*Text segment*
All subjects recognized only a few peptides (median 2, range 0–6). However, because the numbers of peptides tested for each individual varied depending on their HLA haplotype, the percentage of peptides tested that were recognizable by each individual is a more accurate indication of the breadth of HIV recognition; these percentages ranged from 0% to 62% (mean: 19%; median: 18.5%).
These data are remarkably different from those obtained in the 30 asymptomatic subjects tested in the chronic stage of infection in whom HIV peptides elicited a much broader response (Figure 1). All asymptomatic individuals were responders recognizing at least 1 peptide. All viral proteins were frequently recognized: Env, Gag, Pol, and Nef peptides giving positive responses in 69%, 90%, 77%, and 90% of subjects, respectively (P < 0.0001, comparing chronically infected subjects and individuals with PI for each protein) (Table 3). Although the numbers of peptides tested were similar in both groups, a higher frequency of recognition was observed in chronically infected subjects; a median of 5 peptides induced IFN-γ synthesis with a mean percentage of recognized peptides equaling 49% ± 19%, range 13%–93% (P < 0.0001 compared with PI subjects).
Comparison of anti-HIV CD8+ T-cell responses of HIV-infected subjects in PI (a) and during chronic infection (b). The Y axis represents the numbers of tested peptides; black bars show numbers of recognized peptides; and white bars show numbers of peptides not recognized. Each bar on the X axis represents the data obtained for 1 individual.

*Given information*
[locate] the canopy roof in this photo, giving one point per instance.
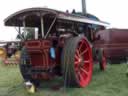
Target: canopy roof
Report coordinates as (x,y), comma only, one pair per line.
(17,18)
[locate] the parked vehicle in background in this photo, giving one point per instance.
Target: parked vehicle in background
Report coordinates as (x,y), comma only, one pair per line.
(115,43)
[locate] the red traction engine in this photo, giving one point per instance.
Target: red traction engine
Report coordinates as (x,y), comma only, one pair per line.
(57,43)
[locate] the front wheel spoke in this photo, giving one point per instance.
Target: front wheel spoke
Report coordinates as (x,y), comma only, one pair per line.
(83,70)
(87,61)
(79,76)
(76,57)
(76,62)
(83,52)
(78,53)
(80,46)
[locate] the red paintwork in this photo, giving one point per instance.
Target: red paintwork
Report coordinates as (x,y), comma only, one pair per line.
(83,63)
(39,53)
(114,41)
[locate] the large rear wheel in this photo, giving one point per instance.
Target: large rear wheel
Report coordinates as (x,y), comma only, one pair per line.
(77,62)
(102,59)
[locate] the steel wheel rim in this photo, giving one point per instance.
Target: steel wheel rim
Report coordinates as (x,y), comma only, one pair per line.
(103,61)
(83,63)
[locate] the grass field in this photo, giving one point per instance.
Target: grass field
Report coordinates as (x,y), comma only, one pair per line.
(112,82)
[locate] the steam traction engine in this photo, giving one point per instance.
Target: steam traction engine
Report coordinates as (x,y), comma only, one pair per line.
(58,43)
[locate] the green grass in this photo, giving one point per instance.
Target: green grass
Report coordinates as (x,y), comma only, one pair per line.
(112,82)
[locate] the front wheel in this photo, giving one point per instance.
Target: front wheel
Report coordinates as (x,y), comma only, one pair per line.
(77,62)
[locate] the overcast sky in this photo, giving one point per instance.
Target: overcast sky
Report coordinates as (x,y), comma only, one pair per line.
(112,11)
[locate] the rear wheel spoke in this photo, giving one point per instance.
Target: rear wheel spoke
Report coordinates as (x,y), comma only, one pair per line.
(87,61)
(83,52)
(84,71)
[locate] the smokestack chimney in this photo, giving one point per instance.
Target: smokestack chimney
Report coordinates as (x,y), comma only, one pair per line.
(84,7)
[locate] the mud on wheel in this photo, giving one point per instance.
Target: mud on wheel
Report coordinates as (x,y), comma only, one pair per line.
(77,63)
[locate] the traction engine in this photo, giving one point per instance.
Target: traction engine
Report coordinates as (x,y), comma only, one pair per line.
(57,43)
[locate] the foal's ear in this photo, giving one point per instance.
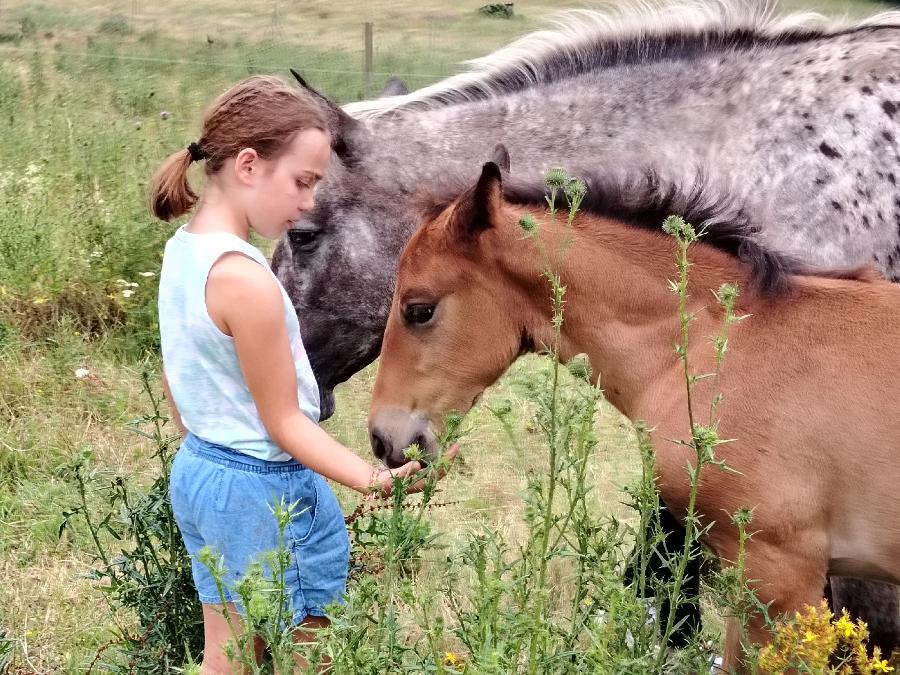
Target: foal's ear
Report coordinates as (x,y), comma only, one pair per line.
(478,207)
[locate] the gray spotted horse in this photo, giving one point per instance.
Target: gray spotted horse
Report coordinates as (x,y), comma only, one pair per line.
(795,117)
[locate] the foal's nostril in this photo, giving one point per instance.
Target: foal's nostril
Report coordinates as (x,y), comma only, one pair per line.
(379,447)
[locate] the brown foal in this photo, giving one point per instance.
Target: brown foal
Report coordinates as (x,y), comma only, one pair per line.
(810,382)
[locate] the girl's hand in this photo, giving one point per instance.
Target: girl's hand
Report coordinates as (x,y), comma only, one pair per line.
(383,481)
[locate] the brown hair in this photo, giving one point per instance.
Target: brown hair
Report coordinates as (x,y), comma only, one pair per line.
(260,112)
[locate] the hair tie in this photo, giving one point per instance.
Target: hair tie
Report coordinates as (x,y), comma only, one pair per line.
(196,151)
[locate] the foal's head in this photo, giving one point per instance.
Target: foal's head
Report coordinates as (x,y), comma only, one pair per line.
(454,325)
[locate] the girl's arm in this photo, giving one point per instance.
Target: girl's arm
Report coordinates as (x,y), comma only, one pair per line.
(246,303)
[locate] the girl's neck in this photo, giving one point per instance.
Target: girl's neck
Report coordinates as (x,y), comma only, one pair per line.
(217,215)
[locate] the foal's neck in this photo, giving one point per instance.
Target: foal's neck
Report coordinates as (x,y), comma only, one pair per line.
(619,308)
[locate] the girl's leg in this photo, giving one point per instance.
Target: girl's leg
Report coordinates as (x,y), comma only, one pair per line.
(216,633)
(306,633)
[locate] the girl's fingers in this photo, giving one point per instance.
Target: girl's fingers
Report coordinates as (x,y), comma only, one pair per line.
(413,468)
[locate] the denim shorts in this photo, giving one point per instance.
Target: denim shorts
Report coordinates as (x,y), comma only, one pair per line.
(223,499)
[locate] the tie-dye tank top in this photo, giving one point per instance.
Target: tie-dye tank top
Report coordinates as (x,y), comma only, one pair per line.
(200,361)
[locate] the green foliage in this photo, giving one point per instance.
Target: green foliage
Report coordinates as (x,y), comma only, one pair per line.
(147,571)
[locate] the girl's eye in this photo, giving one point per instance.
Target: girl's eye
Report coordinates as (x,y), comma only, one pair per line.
(418,314)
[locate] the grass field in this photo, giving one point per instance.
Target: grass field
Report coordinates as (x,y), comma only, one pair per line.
(82,86)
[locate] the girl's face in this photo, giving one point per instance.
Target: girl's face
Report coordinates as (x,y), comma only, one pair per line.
(283,189)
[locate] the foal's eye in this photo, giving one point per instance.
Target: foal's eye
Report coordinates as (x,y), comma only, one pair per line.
(418,314)
(303,240)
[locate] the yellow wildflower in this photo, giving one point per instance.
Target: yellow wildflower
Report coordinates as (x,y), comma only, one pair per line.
(845,626)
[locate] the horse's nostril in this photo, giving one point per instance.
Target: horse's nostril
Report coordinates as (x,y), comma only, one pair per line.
(379,447)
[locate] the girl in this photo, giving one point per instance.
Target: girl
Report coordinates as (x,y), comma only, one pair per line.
(241,387)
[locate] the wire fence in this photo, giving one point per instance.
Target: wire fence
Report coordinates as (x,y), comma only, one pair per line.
(356,41)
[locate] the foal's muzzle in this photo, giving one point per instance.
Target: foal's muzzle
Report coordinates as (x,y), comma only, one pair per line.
(391,432)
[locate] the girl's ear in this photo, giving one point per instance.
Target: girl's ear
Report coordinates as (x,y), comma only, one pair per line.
(246,163)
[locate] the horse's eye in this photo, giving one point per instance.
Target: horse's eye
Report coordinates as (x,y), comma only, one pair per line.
(303,240)
(418,314)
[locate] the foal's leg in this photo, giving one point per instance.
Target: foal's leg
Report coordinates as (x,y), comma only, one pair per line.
(876,603)
(660,568)
(786,578)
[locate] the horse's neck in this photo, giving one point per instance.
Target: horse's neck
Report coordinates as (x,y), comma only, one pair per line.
(619,307)
(600,114)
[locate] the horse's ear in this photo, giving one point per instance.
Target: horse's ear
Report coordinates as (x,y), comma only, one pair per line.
(346,132)
(501,157)
(395,87)
(478,208)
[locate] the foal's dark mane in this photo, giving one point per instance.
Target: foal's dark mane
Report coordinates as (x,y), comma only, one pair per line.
(644,201)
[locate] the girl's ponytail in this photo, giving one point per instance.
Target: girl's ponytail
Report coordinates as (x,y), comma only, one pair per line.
(171,195)
(260,112)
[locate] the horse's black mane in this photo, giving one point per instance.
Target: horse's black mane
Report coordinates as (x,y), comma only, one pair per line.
(645,201)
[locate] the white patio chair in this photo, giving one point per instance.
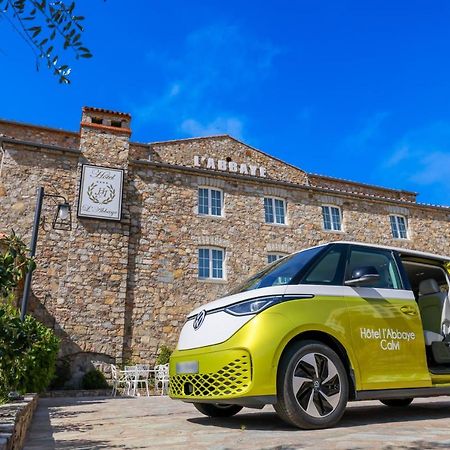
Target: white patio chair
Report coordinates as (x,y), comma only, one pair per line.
(119,379)
(162,378)
(141,378)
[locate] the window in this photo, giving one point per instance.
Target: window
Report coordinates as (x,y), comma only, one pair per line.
(209,202)
(274,210)
(210,263)
(399,227)
(328,270)
(272,257)
(331,218)
(281,272)
(382,260)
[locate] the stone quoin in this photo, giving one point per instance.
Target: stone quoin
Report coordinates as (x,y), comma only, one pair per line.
(197,216)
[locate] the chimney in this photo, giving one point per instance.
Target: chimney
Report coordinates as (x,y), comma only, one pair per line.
(105,136)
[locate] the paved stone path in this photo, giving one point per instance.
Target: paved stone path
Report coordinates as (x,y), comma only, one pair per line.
(161,423)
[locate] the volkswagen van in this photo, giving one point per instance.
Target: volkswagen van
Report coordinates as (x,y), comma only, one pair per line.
(330,324)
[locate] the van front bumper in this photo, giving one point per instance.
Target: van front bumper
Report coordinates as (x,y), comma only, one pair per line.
(241,367)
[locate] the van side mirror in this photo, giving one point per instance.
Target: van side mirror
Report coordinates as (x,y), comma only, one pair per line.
(363,276)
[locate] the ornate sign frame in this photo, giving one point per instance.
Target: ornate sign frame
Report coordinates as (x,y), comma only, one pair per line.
(100,193)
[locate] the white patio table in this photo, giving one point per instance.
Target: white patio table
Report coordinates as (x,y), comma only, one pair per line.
(138,376)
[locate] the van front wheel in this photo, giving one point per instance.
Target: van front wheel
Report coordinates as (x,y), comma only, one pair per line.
(217,409)
(312,386)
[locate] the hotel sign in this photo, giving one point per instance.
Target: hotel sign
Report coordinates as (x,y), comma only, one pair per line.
(100,192)
(229,166)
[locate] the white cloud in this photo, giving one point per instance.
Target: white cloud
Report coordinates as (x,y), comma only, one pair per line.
(221,125)
(216,63)
(420,161)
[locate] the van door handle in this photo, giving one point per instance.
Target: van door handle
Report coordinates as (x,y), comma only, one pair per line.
(409,310)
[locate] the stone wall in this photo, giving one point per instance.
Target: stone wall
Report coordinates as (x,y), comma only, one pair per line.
(352,187)
(42,135)
(117,291)
(229,150)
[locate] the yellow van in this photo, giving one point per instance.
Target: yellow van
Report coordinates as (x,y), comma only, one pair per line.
(330,324)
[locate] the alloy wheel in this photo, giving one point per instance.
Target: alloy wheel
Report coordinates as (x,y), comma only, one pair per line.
(316,384)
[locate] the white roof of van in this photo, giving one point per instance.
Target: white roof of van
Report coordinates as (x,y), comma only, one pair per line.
(403,251)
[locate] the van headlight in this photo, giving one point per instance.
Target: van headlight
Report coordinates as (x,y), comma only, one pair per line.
(253,306)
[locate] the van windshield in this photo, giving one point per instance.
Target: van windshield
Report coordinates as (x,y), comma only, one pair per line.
(279,272)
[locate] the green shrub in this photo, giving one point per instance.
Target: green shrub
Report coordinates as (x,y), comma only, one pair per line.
(28,353)
(14,263)
(164,355)
(94,379)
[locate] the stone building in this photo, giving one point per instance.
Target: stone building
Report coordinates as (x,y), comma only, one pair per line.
(197,215)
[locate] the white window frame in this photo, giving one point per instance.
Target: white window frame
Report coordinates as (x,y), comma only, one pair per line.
(272,200)
(397,227)
(333,229)
(209,189)
(210,262)
(277,256)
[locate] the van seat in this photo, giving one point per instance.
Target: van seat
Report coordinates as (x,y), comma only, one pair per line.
(431,301)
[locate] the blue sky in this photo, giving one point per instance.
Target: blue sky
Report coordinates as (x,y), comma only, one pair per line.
(350,89)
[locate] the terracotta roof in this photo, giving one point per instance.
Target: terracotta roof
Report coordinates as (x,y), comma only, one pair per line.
(358,183)
(107,111)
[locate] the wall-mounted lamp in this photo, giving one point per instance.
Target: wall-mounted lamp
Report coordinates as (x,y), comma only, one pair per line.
(61,221)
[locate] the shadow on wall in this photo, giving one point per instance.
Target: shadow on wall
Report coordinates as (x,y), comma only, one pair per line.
(73,363)
(135,202)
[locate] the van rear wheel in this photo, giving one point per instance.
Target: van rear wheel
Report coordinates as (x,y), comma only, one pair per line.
(312,386)
(397,402)
(217,409)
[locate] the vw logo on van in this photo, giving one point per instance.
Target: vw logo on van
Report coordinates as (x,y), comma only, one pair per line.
(199,319)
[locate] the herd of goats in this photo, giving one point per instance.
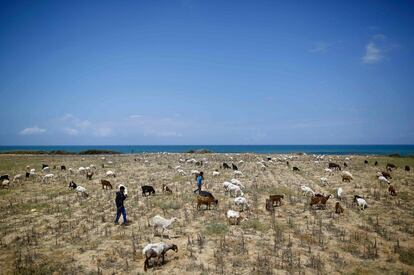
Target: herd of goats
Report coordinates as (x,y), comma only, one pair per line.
(234,187)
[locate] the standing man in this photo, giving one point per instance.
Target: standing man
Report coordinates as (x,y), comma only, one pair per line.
(119,201)
(199,179)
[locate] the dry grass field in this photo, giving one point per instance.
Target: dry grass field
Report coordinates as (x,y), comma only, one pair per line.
(46,228)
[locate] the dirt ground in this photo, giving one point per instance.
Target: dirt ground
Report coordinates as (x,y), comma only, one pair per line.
(46,228)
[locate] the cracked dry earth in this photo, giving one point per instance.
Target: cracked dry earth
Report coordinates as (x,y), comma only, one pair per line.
(48,229)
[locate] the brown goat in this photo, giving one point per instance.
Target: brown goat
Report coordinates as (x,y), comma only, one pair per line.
(320,201)
(106,184)
(89,175)
(392,191)
(206,199)
(338,208)
(276,199)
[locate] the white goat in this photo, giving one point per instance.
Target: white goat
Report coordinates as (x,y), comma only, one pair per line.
(18,178)
(163,223)
(241,202)
(81,190)
(110,174)
(324,181)
(306,190)
(362,204)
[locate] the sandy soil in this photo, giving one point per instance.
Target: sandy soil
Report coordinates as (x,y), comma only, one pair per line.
(47,228)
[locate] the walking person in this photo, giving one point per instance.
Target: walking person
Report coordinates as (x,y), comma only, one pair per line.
(199,178)
(120,208)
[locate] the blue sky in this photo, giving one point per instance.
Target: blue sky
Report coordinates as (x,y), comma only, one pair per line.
(206,72)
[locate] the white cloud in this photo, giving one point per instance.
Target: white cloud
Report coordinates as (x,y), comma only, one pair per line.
(373,54)
(103,131)
(71,131)
(379,36)
(162,134)
(32,131)
(83,124)
(135,116)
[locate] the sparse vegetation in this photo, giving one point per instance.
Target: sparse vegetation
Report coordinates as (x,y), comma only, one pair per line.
(48,229)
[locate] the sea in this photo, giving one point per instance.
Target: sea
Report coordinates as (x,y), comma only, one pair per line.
(402,150)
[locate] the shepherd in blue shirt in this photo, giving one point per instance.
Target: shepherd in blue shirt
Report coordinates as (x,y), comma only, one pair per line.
(199,179)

*Work to be completed*
In the text on HIV peptide recognition, what was the median number of peptides that induced IFN-γ synthesis in chronically infected subjects? Please answer briefly. The records come from a different source than the text on HIV peptide recognition.

*Solution for this task*
A median of 5 peptides.